---------- Section du texte
En Italie, fin février, les demandes d’achat de bunkers et d’abris antiatomiques connaissaient un boom. Selon un sondage Ipsos-Legacoop, effectué entre le 28 février et le 1er mars, pratiquement tous les Italiens étaient inquiets. 39 % avouaient avoir peur, 31 % de la rage. Huit Italiens sur dix craignaient une nouvelle guerre froide, l’endommagement de centrales nucléaires ukrainiennes, l’usage d’armes chimiques ou atomiques. 55 % redoutaient des tirs de missiles russes en représailles contre l’Italie. La presse locale prédisait qu’une attaque nucléaire contre la base américaine d’Aviano en Vénétie tuerait 234 000 personnes. Une simulation, faite il y a deux ans à Princeton, évaluait à 90 millions les victimes, en quelques heures d’un conflit nucléaire entre Russie et Otan.
La crainte de la Russie régressait
Les évènements en cours ont bouleversé l’évolution des craintes dans le monde, car, à l’inverse de la Chine, la Russie était, dans l’ensemble, moins crainte en 2021 qu’il y a quatre ans, sauf notamment en France. C’est ce que montre une enquête menée à la fin de l’année dernière dans 55 pays par l’institut IPSOS. Cette étude permet de mettre en perspective les opinions actuellement sous le choc quotidien des nouvelles. Commandée par Fondapol, que dirige Dominique Reynié, et par six autres organisations américaines, allemande, argentine, brésilienne, japonaise, l’étude s’appuie sur les réponses de 47 408 personnes [1]. Elle révèle qu’il y a un an, « une nouvelle guerre mondiale dans les prochaines années » était jugée « probable » par 38 % des Européens, dont 44 % des Français. Un conflit mondial était encore plus craint par les Ukrainiens (55 %), les Australiens (57 %), les Libanais (58 %), les Américains (59 %), les Mexicains (60 %), les Indonésiens (66 %). Les régimes totalitaires chinois, turcs et russes suscitaient déjà en 2018 beaucoup de craintes. Davantage chez les plus de soixante ans et dans les catégories sociales dites « supérieures ».
--------------------
---------- Extraits des lignes
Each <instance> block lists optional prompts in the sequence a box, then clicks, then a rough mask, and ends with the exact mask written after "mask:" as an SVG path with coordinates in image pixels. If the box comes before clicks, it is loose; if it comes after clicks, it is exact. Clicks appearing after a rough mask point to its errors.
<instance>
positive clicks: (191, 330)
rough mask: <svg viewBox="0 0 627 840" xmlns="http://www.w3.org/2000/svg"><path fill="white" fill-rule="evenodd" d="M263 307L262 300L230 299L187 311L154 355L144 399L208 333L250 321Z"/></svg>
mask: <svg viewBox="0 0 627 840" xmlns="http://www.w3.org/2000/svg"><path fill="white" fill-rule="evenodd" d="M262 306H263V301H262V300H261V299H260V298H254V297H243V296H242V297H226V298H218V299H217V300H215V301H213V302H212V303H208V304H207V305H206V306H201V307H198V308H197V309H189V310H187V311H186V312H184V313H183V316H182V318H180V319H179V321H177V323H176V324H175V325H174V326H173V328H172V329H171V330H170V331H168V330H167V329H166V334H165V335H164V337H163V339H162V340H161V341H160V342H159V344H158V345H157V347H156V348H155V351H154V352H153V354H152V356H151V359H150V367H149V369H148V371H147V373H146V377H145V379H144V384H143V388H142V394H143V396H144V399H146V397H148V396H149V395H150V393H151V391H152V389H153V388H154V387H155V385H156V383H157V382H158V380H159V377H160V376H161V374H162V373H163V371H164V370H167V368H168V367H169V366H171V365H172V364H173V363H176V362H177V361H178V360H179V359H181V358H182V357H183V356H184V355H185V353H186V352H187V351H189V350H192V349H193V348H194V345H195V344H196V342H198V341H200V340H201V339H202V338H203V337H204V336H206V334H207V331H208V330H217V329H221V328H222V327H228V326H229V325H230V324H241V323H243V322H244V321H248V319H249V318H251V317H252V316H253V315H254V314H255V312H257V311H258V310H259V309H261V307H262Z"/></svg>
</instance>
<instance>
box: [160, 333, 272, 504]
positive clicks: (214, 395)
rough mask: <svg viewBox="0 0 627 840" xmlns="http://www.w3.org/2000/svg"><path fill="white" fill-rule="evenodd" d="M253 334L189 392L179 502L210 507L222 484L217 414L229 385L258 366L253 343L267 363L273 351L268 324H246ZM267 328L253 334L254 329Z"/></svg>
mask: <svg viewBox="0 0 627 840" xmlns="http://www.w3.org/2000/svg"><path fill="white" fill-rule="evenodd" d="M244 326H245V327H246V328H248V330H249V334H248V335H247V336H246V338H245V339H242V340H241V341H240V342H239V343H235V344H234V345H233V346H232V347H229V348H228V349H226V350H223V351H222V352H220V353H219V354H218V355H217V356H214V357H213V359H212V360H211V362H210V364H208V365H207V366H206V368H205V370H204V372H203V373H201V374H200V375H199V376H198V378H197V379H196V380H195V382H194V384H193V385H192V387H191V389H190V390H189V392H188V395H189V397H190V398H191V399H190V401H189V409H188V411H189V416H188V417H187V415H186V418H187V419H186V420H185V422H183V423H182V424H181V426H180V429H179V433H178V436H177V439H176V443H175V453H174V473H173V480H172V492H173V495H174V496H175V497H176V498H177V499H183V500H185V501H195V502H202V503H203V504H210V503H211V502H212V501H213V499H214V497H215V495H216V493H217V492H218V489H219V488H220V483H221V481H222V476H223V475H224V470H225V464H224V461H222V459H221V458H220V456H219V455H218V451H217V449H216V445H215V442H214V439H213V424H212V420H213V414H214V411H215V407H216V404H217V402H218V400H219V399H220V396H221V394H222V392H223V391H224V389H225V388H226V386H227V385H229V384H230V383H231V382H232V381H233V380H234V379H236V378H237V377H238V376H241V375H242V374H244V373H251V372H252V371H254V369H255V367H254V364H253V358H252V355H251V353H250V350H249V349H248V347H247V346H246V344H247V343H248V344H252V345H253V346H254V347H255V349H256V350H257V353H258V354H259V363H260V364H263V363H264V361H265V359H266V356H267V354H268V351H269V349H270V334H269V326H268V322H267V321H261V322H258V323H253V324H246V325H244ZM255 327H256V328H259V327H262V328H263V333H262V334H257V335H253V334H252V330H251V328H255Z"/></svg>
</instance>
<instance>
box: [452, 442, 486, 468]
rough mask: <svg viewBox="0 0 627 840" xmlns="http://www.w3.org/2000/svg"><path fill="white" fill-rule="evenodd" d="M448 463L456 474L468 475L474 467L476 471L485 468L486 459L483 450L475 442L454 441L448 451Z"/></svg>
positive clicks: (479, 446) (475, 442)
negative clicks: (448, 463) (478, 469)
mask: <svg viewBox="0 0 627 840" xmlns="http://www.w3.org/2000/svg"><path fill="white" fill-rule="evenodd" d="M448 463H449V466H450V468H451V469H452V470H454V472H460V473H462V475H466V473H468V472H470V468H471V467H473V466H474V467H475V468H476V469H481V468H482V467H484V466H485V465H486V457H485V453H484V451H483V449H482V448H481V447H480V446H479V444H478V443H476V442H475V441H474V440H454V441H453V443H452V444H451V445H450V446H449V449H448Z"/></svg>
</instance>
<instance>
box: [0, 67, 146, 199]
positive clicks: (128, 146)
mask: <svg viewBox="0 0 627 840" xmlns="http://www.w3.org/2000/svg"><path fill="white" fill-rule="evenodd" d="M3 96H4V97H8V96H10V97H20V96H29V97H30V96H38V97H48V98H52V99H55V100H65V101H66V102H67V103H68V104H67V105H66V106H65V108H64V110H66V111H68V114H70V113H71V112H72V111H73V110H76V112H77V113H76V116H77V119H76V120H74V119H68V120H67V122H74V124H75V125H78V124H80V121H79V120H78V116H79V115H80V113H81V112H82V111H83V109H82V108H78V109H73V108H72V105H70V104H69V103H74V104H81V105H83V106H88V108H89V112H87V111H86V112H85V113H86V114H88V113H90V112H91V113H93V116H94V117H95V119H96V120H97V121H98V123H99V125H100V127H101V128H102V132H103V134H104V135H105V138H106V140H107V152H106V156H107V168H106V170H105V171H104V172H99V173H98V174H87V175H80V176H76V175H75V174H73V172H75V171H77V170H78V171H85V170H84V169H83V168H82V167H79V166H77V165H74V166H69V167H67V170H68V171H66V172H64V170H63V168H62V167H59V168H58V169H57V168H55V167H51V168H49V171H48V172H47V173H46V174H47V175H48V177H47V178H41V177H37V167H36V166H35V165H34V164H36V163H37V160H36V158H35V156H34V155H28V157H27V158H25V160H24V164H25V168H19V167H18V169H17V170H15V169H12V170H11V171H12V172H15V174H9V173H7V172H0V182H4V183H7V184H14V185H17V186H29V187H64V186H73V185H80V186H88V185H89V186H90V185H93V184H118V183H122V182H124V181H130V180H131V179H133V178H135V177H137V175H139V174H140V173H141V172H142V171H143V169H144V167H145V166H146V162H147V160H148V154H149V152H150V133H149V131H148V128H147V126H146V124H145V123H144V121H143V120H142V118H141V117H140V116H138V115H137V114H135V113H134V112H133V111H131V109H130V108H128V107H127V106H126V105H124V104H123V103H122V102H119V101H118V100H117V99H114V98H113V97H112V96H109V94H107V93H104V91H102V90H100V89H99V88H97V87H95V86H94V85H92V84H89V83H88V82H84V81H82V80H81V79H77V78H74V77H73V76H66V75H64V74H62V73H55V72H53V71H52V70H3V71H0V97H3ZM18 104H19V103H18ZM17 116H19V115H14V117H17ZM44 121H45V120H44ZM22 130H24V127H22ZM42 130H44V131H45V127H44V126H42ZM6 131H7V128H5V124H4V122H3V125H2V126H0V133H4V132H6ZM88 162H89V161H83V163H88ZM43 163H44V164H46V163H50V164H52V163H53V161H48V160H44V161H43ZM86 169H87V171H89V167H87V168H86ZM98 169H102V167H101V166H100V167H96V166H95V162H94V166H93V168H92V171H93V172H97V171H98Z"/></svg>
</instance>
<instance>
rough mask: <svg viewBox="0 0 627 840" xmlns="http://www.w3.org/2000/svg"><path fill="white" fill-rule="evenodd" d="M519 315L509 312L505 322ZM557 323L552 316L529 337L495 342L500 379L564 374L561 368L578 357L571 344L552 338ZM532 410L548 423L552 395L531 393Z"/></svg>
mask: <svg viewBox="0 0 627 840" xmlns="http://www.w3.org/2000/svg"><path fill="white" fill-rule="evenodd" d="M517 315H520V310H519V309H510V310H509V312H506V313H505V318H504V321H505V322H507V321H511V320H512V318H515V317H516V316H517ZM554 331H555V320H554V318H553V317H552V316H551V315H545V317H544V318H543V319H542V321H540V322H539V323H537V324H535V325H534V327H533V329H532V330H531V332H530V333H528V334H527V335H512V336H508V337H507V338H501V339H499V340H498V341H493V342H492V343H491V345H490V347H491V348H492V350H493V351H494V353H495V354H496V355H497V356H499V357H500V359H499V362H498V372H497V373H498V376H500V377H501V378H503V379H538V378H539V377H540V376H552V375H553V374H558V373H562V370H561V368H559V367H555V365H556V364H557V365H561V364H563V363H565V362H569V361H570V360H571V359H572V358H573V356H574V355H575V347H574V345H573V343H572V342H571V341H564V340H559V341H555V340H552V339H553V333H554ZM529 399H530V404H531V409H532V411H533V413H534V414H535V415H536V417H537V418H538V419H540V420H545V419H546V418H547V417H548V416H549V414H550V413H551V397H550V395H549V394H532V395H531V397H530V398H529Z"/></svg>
--------------------
Consigne => Recopie le passage du texte sur les craintes de guerre commençant par "En Italie, fin" et se poursuivant jusqu'à "Russie et Otan.", en renommant "Otan" en "Alliance atlantique". Les lignes forment un matériau distinct du texte.

Résultat obtenu =>
En Italie, fin février, les demandes d’achat de bunkers et d’abris antiatomiques connaissaient un boom. Selon un sondage Ipsos-Legacoop, effectué entre le 28 février et le 1er mars, pratiquement tous les Italiens étaient inquiets. 39 % avouaient avoir peur, 31 % de la rage. Huit Italiens sur dix craignaient une nouvelle guerre froide, l’endommagement de centrales nucléaires ukrainiennes, l’usage d’armes chimiques ou atomiques. 55 % redoutaient des tirs de missiles russes en représailles contre l’Italie. La presse locale prédisait qu’une attaque nucléaire contre la base américaine d’Aviano en Vénétie tuerait 234 000 personnes. Une simulation, faite il y a deux ans à Princeton, évaluait à 90 millions les victimes, en quelques heures d’un conflit nucléaire entre Russie et Alliance atlantique.